Bepaal welke regels in het fragment hieronder de string "background" bevatten en neem elk van die regels letterlijk over.

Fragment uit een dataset
::::::::

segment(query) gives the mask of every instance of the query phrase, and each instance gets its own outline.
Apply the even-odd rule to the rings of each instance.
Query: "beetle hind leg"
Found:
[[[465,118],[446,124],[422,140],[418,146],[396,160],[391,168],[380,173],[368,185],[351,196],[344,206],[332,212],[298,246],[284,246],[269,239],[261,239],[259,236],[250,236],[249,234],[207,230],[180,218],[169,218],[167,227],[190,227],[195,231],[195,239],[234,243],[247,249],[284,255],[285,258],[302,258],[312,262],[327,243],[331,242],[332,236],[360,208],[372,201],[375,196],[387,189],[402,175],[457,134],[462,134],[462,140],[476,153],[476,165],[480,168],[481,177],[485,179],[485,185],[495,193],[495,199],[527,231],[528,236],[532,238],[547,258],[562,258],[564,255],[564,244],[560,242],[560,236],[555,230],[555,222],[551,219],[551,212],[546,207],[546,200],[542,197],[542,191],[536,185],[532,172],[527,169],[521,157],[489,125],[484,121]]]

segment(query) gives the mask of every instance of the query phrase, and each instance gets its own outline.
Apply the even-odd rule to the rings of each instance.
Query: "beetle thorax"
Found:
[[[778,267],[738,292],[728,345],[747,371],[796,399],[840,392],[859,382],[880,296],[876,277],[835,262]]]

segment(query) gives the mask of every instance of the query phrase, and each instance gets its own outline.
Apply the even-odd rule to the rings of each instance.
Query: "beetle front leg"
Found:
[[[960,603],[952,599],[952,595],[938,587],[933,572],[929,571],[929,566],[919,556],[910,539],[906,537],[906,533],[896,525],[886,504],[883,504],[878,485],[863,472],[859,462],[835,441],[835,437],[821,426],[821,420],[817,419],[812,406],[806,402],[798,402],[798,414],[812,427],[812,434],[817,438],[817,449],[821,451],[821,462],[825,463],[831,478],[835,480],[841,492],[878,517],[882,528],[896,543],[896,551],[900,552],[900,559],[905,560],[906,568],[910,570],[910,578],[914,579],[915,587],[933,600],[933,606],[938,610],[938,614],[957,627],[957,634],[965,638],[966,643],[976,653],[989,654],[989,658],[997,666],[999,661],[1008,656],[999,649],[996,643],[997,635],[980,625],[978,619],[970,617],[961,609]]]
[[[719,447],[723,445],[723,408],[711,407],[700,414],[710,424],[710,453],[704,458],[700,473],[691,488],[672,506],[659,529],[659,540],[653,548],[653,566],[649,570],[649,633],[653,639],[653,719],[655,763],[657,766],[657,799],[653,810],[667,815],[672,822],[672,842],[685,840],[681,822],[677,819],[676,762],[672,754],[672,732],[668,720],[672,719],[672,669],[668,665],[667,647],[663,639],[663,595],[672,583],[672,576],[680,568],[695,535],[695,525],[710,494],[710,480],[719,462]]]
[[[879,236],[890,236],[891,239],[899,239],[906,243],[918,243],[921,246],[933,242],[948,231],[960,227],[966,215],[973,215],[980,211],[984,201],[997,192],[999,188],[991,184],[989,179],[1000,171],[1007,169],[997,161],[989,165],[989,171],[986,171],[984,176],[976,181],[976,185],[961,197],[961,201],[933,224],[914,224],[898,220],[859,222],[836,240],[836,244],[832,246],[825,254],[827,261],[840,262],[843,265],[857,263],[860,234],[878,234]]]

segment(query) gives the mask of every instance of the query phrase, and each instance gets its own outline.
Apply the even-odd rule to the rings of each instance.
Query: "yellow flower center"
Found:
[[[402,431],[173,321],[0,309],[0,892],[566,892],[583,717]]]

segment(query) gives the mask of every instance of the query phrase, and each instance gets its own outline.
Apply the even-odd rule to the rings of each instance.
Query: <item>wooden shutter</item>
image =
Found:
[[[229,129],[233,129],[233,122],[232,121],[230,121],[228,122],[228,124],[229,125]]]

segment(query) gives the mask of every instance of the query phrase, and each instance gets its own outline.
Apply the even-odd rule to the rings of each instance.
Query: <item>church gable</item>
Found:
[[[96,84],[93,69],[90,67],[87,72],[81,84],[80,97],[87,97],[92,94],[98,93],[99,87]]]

::::::::

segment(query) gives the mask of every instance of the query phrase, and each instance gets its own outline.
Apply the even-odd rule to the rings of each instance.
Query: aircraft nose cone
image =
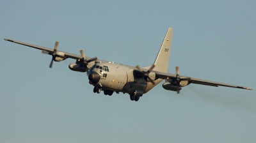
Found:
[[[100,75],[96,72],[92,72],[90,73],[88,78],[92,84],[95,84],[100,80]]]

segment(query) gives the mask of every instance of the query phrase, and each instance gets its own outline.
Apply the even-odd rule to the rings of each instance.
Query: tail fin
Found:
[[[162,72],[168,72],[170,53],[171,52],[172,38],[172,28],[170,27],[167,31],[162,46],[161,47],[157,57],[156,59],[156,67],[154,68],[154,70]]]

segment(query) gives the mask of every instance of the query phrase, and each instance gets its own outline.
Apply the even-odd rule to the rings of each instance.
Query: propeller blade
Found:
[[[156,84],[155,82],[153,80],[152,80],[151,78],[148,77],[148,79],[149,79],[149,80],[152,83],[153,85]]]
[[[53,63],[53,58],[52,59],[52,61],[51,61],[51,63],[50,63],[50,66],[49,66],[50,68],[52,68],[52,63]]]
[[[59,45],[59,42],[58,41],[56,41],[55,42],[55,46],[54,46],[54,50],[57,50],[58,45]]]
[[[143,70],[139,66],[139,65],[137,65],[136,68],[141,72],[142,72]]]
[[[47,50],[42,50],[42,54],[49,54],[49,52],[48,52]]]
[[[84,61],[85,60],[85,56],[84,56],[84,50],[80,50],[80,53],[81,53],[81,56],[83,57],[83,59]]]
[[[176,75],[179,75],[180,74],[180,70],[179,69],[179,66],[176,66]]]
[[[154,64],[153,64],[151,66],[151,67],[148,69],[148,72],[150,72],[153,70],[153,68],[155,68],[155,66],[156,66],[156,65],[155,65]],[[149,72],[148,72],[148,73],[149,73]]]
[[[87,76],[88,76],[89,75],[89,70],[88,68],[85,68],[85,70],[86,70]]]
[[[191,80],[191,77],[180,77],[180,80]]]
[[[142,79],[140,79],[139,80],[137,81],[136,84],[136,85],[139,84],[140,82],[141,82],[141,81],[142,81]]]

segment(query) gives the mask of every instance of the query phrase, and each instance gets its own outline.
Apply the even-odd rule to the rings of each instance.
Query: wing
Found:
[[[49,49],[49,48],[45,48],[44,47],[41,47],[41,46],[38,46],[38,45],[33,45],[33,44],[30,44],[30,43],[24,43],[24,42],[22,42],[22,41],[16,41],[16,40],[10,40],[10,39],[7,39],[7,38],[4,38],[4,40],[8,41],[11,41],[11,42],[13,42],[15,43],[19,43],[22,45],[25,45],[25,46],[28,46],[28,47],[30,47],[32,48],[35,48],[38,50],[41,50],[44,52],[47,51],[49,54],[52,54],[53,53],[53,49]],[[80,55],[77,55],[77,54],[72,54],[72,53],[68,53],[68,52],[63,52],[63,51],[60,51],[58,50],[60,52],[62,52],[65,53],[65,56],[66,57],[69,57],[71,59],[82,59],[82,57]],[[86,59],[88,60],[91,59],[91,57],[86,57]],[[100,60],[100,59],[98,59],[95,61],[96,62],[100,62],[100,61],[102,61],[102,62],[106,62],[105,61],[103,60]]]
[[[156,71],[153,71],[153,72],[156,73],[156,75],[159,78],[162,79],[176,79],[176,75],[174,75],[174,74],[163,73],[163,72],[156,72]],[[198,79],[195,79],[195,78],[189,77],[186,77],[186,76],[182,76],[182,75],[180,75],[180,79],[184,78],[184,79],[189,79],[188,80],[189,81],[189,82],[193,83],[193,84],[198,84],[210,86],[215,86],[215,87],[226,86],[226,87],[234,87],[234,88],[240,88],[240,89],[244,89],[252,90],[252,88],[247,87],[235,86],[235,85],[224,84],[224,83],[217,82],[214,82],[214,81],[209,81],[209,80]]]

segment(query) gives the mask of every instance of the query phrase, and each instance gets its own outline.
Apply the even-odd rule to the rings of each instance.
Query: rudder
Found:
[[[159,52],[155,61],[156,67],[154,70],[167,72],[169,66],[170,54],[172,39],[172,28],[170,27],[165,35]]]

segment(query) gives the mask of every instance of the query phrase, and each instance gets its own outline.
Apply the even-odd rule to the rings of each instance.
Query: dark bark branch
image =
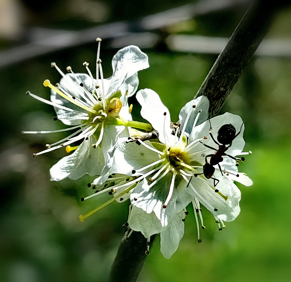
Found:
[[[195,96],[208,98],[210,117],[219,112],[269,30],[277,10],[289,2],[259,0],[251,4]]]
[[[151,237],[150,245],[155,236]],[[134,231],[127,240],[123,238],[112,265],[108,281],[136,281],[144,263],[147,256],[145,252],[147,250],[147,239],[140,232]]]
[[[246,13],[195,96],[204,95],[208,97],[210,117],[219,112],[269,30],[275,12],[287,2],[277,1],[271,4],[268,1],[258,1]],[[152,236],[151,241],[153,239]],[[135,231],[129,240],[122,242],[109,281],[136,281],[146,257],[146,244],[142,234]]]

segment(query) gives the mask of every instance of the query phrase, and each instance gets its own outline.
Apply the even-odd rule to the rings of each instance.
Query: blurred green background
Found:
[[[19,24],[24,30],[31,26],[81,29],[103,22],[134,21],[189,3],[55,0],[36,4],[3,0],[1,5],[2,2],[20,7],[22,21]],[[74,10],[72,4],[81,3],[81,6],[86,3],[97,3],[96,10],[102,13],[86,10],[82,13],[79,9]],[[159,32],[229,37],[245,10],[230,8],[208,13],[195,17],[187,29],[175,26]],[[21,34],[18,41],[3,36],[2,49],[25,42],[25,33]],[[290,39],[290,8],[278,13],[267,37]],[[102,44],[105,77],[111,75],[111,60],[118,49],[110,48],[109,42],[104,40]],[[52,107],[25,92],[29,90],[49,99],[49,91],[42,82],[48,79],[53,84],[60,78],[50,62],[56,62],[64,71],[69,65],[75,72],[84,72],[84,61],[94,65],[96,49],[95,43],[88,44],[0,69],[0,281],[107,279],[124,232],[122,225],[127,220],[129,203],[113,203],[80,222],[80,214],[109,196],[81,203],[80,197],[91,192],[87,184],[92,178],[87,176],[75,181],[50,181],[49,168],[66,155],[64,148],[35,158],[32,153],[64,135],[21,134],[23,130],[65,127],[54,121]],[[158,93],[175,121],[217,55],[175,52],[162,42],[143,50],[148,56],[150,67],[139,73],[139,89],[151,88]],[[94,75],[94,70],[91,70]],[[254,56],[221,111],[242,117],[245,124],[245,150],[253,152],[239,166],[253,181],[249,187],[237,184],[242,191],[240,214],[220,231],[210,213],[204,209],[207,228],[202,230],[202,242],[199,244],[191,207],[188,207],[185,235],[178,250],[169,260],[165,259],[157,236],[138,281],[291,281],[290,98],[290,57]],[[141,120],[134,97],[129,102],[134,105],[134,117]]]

::::::::

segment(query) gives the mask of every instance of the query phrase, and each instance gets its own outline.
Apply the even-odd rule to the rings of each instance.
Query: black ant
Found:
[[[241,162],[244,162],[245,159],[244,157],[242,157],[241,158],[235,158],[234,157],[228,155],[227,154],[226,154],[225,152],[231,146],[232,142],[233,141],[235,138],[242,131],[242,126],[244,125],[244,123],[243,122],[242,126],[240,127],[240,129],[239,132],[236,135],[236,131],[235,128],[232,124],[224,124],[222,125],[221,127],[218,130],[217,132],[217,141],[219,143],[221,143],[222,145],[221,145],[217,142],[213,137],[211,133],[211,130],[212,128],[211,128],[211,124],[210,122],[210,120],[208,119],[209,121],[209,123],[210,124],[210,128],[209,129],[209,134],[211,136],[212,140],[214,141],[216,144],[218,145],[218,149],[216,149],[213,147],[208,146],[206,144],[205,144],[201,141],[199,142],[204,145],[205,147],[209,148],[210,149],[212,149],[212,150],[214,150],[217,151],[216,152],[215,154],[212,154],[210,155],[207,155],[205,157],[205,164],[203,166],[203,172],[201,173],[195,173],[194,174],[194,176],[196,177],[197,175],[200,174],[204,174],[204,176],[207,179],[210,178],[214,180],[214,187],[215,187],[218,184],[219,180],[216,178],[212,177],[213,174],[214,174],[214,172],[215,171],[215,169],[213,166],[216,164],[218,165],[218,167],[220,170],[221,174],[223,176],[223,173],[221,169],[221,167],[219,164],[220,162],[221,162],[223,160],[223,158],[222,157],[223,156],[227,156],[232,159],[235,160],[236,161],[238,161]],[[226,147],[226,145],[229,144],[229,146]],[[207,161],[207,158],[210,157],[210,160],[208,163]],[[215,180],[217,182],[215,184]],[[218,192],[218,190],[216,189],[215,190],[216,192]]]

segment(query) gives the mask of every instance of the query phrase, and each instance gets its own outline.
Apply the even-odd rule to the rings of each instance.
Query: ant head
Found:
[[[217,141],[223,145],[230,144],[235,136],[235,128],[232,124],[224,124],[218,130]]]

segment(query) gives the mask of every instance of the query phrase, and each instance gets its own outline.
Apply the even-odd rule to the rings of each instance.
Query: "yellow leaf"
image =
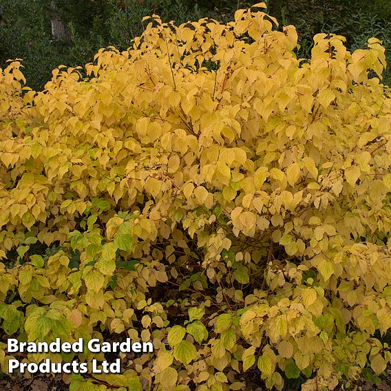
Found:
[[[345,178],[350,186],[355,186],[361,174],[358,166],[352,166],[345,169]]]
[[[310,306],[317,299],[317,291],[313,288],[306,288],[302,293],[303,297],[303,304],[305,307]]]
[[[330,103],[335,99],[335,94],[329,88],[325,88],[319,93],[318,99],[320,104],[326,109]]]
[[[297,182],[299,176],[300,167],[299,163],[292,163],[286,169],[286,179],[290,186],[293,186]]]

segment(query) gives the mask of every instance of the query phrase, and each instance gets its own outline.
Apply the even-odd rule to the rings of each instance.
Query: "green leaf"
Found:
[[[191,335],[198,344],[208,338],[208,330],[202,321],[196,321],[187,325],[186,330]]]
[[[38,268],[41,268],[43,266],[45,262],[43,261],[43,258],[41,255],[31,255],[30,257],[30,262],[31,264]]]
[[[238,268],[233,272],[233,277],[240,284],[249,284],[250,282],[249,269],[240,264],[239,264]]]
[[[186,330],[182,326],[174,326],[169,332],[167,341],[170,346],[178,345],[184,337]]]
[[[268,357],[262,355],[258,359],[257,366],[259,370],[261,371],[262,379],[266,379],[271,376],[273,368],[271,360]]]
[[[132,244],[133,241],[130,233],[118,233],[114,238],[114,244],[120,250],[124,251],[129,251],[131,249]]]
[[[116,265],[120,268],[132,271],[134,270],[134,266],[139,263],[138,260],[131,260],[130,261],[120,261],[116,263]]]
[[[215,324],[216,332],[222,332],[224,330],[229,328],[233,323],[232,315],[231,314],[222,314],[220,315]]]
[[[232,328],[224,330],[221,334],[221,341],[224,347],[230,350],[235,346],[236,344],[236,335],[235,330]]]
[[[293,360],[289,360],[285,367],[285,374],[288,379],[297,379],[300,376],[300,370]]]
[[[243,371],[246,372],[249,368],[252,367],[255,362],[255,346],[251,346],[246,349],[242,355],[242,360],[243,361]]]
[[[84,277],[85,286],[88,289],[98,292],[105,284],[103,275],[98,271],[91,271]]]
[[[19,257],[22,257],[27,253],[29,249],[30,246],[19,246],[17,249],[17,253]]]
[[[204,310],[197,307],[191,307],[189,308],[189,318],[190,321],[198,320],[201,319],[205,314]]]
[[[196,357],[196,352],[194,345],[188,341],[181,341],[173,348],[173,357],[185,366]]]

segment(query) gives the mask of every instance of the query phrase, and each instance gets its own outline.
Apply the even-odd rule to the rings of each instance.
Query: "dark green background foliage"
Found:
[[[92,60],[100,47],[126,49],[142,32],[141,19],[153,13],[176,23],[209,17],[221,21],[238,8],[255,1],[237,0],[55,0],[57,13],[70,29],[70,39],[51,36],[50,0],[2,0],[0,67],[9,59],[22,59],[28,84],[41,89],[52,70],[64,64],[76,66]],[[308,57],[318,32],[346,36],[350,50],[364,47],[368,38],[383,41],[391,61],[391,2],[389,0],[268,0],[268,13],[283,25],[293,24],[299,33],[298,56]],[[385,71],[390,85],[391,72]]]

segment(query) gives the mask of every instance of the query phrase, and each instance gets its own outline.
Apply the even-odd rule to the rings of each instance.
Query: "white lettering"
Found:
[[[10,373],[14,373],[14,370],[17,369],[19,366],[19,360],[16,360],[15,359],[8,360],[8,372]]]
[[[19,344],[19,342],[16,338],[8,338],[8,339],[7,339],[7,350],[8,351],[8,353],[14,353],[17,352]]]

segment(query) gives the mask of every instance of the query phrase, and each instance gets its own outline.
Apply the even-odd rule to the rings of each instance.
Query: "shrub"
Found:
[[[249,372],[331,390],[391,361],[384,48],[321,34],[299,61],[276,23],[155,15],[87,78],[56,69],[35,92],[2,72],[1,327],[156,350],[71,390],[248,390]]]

::::::::

UITWERKING »
Query: blurred green background
Query: "dark green background foliage"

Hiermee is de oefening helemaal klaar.